[Text]
↓
Remove dqptr_sem to make quota code scalable: Remove the dqptr_sem,
accessing inode->i_dquot now protected by dquot_srcu, and changing
inode->i_dquot is now serialized by dq_data_lock.

Signed-off-by: Lai Siyao <[email protected]>
Signed-off-by: Niu Yawei <[email protected]>
---
fs/quota/dquot.c | 114 +++++++++++++++++++++----------------------------
fs/super.c | 1 -
include/linux/quota.h | 1 -
3 files changed, 49 insertions(+), 67 deletions(-)
↑
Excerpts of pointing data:
↓
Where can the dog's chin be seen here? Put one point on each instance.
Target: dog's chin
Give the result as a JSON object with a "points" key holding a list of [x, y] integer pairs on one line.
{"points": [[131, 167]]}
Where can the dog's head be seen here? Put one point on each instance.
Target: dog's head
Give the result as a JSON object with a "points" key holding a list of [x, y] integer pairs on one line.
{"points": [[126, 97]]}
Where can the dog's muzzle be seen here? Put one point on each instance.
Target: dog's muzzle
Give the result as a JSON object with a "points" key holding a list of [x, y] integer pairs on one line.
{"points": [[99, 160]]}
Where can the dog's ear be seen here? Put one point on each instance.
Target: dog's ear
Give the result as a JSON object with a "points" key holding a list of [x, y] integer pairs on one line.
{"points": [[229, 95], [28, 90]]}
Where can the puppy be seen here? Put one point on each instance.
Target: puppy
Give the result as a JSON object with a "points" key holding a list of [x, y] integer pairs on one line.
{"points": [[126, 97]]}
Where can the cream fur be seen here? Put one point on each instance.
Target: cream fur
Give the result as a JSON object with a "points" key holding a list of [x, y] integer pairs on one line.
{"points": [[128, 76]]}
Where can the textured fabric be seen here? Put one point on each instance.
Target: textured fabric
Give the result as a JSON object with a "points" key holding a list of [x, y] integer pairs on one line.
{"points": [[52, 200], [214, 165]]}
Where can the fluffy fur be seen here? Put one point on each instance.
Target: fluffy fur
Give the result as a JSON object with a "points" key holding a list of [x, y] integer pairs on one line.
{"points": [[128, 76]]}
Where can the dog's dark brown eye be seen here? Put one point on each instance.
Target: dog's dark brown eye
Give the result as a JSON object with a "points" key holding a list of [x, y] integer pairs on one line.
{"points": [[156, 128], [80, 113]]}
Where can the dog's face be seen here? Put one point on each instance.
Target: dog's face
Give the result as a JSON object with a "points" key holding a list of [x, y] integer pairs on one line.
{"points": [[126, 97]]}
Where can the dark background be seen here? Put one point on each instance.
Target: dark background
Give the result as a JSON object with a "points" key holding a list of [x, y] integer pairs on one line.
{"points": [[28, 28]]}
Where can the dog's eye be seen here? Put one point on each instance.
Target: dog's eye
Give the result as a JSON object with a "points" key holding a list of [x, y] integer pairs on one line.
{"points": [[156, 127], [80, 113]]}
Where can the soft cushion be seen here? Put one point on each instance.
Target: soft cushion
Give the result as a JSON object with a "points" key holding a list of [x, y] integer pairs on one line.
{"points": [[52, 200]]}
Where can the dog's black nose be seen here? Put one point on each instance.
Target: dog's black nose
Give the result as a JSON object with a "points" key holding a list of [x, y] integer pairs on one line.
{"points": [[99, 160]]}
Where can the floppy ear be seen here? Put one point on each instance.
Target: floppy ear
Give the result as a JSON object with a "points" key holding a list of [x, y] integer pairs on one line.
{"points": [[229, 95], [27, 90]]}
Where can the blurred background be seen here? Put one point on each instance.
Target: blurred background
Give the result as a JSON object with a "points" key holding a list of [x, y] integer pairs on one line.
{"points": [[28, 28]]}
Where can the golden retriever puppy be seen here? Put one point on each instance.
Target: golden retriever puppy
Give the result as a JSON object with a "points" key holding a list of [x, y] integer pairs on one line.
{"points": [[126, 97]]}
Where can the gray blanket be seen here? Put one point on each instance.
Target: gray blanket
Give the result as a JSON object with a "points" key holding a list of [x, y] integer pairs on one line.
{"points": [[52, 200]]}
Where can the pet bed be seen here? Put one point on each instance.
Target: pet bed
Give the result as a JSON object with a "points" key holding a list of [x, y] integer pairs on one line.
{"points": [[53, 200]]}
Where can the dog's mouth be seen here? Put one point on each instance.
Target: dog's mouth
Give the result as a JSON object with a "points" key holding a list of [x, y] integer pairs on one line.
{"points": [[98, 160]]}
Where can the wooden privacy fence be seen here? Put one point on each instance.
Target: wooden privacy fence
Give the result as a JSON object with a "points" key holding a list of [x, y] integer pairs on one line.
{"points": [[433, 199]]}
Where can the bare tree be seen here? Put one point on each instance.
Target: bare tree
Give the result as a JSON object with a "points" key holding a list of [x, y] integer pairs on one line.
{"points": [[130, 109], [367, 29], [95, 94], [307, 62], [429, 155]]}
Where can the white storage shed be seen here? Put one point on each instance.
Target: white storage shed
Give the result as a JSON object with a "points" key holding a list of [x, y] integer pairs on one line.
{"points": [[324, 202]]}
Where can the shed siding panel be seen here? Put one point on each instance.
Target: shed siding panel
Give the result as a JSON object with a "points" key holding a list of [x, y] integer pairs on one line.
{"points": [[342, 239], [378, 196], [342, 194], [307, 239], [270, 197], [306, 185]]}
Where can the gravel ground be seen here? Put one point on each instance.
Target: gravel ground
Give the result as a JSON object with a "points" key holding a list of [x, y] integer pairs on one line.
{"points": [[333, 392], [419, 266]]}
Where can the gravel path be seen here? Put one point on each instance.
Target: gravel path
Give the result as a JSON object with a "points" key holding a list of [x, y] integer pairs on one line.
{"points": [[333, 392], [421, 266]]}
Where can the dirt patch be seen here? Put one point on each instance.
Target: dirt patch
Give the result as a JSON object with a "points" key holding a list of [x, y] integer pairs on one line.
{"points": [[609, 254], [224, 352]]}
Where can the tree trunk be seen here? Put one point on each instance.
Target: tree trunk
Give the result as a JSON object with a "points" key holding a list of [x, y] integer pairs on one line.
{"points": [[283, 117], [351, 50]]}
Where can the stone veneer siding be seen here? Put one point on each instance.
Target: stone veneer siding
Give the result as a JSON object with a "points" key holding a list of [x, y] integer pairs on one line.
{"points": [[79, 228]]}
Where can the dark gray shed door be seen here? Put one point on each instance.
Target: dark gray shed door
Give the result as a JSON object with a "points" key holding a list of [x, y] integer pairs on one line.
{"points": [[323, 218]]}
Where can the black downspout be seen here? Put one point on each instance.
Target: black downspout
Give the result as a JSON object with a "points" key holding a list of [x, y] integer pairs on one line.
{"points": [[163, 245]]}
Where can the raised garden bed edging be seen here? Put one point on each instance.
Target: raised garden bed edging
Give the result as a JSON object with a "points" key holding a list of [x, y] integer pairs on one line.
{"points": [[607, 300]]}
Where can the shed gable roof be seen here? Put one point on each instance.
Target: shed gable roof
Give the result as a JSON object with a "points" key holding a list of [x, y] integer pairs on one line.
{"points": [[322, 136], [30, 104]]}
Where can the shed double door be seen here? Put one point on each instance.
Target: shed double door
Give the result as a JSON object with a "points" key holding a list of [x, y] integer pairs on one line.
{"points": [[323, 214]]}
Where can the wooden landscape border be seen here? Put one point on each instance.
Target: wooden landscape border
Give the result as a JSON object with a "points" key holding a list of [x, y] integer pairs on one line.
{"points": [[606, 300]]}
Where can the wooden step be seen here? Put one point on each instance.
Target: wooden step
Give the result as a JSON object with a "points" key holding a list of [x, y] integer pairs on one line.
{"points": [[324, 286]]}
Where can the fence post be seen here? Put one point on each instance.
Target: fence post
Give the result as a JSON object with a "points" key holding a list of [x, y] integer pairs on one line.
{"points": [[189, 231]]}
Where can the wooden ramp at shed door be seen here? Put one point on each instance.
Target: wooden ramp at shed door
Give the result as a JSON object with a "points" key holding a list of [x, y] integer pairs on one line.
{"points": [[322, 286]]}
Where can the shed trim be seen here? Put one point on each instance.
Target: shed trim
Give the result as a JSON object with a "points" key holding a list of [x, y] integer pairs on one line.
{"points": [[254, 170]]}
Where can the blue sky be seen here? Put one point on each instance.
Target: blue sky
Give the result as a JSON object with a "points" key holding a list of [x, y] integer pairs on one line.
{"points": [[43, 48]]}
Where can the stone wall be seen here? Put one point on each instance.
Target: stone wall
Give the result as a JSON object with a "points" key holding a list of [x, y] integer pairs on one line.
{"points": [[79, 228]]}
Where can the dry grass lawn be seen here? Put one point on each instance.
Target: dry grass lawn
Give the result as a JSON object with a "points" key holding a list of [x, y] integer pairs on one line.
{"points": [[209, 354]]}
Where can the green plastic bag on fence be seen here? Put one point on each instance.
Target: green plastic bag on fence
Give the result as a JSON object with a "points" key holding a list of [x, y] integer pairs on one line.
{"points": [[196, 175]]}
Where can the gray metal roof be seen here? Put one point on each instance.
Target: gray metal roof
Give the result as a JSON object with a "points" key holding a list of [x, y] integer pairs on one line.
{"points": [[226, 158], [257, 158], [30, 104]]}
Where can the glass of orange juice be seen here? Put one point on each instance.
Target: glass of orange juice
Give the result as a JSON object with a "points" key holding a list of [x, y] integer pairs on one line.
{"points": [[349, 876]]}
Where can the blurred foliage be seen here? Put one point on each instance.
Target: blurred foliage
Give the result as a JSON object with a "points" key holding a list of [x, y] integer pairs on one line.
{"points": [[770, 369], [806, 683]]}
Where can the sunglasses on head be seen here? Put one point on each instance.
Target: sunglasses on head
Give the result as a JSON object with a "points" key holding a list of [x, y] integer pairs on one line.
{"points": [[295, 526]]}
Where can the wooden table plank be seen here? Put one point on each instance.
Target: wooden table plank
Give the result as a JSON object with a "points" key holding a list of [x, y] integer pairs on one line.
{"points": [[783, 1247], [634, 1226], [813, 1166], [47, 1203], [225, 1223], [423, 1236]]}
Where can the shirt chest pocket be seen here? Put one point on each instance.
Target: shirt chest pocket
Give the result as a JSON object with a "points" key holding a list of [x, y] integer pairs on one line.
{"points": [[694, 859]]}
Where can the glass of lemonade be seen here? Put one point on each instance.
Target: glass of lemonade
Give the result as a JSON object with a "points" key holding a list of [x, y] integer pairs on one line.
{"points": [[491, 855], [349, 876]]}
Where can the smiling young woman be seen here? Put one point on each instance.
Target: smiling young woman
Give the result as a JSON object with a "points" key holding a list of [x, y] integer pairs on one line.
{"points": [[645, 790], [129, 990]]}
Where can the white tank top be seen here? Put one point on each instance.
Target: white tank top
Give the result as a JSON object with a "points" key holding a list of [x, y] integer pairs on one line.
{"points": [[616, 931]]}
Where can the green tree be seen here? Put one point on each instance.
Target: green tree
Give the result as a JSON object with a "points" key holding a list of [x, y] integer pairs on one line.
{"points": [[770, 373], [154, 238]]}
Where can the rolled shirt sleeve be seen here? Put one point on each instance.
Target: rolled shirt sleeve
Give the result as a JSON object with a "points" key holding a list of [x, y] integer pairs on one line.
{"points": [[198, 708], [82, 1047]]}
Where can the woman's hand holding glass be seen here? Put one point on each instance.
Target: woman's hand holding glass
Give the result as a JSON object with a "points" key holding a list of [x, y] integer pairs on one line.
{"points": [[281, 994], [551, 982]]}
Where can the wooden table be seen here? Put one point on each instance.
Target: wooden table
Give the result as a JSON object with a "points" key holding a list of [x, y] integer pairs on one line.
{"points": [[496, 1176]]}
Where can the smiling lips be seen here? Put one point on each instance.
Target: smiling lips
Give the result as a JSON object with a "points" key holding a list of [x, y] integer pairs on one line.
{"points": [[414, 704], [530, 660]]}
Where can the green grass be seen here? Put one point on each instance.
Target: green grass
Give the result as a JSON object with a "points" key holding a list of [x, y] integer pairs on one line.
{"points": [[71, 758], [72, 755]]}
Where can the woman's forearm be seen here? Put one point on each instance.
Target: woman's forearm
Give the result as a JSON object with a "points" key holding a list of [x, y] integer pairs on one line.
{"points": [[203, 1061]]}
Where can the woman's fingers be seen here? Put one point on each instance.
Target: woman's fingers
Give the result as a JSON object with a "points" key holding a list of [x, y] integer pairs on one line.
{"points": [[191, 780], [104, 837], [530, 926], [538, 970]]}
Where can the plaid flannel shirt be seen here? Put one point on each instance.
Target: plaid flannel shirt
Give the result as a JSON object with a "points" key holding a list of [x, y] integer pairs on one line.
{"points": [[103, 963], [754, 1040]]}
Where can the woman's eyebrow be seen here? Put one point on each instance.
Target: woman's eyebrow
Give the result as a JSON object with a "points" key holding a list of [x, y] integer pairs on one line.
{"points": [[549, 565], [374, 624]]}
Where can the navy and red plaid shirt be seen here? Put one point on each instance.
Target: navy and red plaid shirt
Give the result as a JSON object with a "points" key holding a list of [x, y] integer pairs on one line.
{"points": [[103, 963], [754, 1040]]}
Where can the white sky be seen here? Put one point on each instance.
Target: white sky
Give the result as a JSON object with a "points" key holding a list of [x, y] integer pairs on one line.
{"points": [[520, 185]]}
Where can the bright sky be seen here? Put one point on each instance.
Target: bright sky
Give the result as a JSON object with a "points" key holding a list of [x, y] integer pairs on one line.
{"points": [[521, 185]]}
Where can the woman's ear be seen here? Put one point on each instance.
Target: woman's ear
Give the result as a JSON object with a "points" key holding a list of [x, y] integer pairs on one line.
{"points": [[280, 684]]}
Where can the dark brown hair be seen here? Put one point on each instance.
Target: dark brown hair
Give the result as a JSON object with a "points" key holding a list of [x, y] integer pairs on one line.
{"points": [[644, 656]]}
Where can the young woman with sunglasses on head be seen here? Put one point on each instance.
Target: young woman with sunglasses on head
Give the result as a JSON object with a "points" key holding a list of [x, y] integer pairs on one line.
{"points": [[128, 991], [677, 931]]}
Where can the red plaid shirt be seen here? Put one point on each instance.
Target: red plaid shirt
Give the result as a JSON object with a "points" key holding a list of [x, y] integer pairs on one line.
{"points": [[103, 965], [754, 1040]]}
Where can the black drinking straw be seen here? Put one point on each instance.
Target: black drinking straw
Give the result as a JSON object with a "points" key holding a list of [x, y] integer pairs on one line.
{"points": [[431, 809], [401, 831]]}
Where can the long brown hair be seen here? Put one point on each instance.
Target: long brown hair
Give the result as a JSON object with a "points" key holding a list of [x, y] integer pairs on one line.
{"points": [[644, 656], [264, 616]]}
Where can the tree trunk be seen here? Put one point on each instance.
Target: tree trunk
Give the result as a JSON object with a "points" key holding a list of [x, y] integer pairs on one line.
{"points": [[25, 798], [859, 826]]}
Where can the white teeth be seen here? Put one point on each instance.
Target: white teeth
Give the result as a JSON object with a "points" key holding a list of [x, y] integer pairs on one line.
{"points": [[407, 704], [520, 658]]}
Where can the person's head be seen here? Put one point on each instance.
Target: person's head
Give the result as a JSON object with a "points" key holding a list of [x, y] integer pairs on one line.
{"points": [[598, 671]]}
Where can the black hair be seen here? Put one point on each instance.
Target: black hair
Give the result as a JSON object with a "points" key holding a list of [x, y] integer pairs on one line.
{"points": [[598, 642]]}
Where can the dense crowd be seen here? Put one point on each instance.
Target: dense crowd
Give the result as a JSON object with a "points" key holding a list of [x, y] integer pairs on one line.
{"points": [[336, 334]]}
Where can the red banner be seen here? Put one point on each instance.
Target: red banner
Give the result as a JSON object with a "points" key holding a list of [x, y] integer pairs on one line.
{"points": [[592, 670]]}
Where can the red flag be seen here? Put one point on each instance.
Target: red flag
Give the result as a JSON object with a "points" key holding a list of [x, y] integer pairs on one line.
↑
[Directive 1] Reproduce the stretch of the patch description from "Remove dqptr_sem to" through "serialized by dq_data_lock." word for word.
[Directive 2] How many lines of the entries contain the string "tank"? Reply with the number alone.
The patch description and the entries are unrelated material.

[Right answer 1]
Remove dqptr_sem to make quota code scalable: Remove the dqptr_sem,
accessing inode->i_dquot now protected by dquot_srcu, and changing
inode->i_dquot is now serialized by dq_data_lock.

[Right answer 2] 2